Фрагмент страницы
»»

Но как же быть с применением этой категории причинности (а также и всех остальных категорий, ведь без них не может быть никакого познания существующего) к вещам, которые суть не предметы возможного опыта, а выходят за его пределы? Ведь я мог дедуцировать объективную реальность этих понятий только в отношении предметов возможного опыта. Но именно то, что я выручил их только в этом случае и показал, что посредством категорий можно мыслить объекты, хотя нельзя их a priori определять, – именно это и дает им место в чистом рассудке, откуда они и могут быть соотнесены с объектами вообще (чувственными или нечувственными). Чего здесь еще не хватает, так это условия применения этих категорий, и особенно категории причинности, к предметам, а именно [не хватает еще] созерцания, которое там, где оно не дано, делает невозможным применение категорий для теоретического познания предмета как ноумена; такое применение, следовательно, если кто и отважится на это (как это было в «Критике чистого разума»), совершенно недопустимо; однако объективная реальность понятия всегда остается и может быть применена и к ноуменам, но при этом нельзя определить это понятие теоретически и этим приобрести какое-нибудь знание. В самом деле, то, что это понятие не содержит в себе ничего невозможного и по отношению к объекту, было доказано тем, что ему было обеспечено его место в чистом рассудке при всяком применении к предметам чувств; и если мы затем относим это понятие к вещам самим по себе (которые не могут быть предметами опыта), то хотя оно не способно дать определение для представления об определенном предмете в целях теоретического познания, но оно все же могло еще для какой-то другой (может быть, практической) цели быть способным дать определение для применения его, чего не могло бы быть, если бы, как думает Юм, это понятие причинности содержало в себе нечто такое, чего вообще нельзя мыслить.

Чтобы найти это условие применения данного понятия к ноуменам, нам надо вспомнить только, почему мы не довольствуемся применением его к предметам опыта, а хотели бы пользоваться им и для вещей самих по себе. Тогда окажется, что это сделала для нас необходимым не теоретическая, а практическая цель. Для спекуляции, если бы это нам и удалось, мы этим не сделали бы никакого действительного приобретения в познании природы и вообще в отношении предметов, которые могли бы где-то быть нам даны; во всяком случае мы здесь сделали бы большой шаг от чувственно обусловленного (оставаться при нем и усердно продвигаться вдоль цепи причин – для этого мы уже приложили достаточно усилий) к сверхчувственному, чтобы завершить и ограничить наше познание со стороны оснований, хотя всегда остается незаполненной бесконечная пропасть между этими границами и тем, что мы знаем, и мы скорее внимали бы пустому любопытству, чем основательной любознательности.

««

Задание
Продолжите фрагмент о применении категории причинности к ноуменам, начав сразу после его последнего предложения.

Материал

»»

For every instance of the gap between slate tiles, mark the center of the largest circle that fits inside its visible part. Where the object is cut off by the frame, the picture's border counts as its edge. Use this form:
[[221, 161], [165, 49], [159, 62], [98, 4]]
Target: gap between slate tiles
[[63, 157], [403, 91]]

««

Ответ
Но кроме того отношения, в котором рассудок находится с предметами (в теоретическом познании), он имеет еще отношение и к способности желания, которая поэтому называется волей и, поскольку чистый рассудок (который в этом случае называется разумом) благодаря одному лишь представлению о законе есть практический разум, чистой волей. Объективная реальность чистой воли, или, что то же, чистого практического разума, дана a priori в моральном законе как бы через факт; действительно, так можно назвать определение воли, которое неизбежно, хотя оно и не основывается на эмпирических принципах. Но в понятии воли уже содержится понятие причинности; стало быть, в понятии чистой воли содержится понятие причинности из свободы, т. е. такой причинности, которая определяема не по законам природы и, следовательно, не способна ни к какому эмпирическому созерцанию как доказательству своей реальности, но которая все же свою объективную реальность полностью подтверждает a priori в чистом практическом законе, однако (как это легко усмотреть) не для теоретического, а только для практического применения разума. Понятие же существа, обладающего свободной волей, есть понятие о causa noumenon; что это понятие не противоречит себе, видно уже из того, что понятие причины, как целиком возникшее из чистого рассудка, по своей объективной реальности в отношении предметов вообще доказывается путем дедукции, причем по своему происхождению оно независимо от всех чувственных условий, следовательно, само по себе не ограничено феноменами (разве только там, где хотели бы найти для него теоретически определенное применение) и, несомненно, может быть применено к вещам как сущностям чистого рассудка. Но так как под это применение нельзя подвести никакое созерцание, так как созерцание всегда может быть только чувственным, то causa noumenon в отношении теоретического применения разума хотя возможное и мыслимое понятие, но пустое. Но поэтому я и не хочу теоретически знать свойство существа, поскольку оно обладает чистой волей; с меня достаточно указать его, как таковое, и, стало быть, только связать понятие причинности с понятием свободы (и то, что неотделимо от нее, – с моральным законом как определяющим основанием ее). Это право мне, несомненно, принадлежит в силу чистого, не эмпирического происхождения понятия причины, хотя я вправе применять его только к моральному закону, который определяет его реальность, т. е. я могу дать ему только практическое применение.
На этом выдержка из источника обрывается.